How can I sort an array to follow a path?

Hello everyone,
I have come across a problem that I can't solve, I am obtaining a circumference of a cut but the problem is the data points are not following the path of the circumference. Is there any way to sort the data to follow the path? I hope the figure is clear enough.

4 Comments

Adam Danz
Adam Danz on 29 Mar 2020
Edited: Adam Danz on 29 Mar 2020
When I see 'circumference' I'm expecting circles. I don't see anything circular in your figure.
I also don't know what this means: "the data points are not following the path". What path?
I'm not sure how sorting comes into play.
Oh sorry, what I meant was perimeter. I obtain this data points on the perimeter but their order is a bit random I want to change the order to follow the path of the perimeter. I uploaded the figure with first 6 data point.

TASKS AND EXERCISES ->
**1.** In the forum thread about sorting data points to follow a path, which word does the last reply say was meant instead of "circumference"?
**2.** Pick up the forum thread about putting perimeter data points in order, and carry it on from the end of its last reply.

AVAILABLE DATA ->
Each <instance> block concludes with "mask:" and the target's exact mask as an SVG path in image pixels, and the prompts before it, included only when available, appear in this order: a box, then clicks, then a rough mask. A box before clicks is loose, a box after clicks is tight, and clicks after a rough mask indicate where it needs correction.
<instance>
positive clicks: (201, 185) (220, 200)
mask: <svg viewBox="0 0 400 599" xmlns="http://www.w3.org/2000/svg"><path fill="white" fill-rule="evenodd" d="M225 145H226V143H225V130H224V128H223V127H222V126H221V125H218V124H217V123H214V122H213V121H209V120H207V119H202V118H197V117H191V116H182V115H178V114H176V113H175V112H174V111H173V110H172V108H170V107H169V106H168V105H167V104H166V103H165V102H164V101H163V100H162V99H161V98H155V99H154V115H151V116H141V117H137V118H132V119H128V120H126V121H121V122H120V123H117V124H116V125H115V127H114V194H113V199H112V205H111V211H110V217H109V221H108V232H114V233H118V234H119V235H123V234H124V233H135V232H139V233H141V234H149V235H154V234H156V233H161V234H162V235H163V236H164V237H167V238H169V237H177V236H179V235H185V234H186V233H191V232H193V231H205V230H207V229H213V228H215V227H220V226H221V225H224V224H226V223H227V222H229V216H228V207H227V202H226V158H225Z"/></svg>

TASK RESULTS ->
**1.** Perimeter.

**2.**
Adam Danz
Adam Danz on 29 Mar 2020
Edited: Adam Danz on 29 Mar 2020
That's clearer. How did you obtain the perimeter points?
Am I correct in envisioning that you have a set of (x0,y0) coordinates that define the perimeter and a 2nd set of (x1,y1) points that define the position of the numeric markers?
I am obtaining the periemeter points by reading and slicing an .stl file.i put the numeric markers to show the data points. I have a single set of (x,y) coordinates that are on the perimeter however their order not "sequential". I want every data point to follow each other, 2nd data point should be the "neighbor" of the 1st one and 3rd data point should be the "neighbor" of the 2nd one and so on. I dont know how can I change the order of set to obtain this. I thought some methods but they would all fail, like find the neighbor data point by proximity and sort.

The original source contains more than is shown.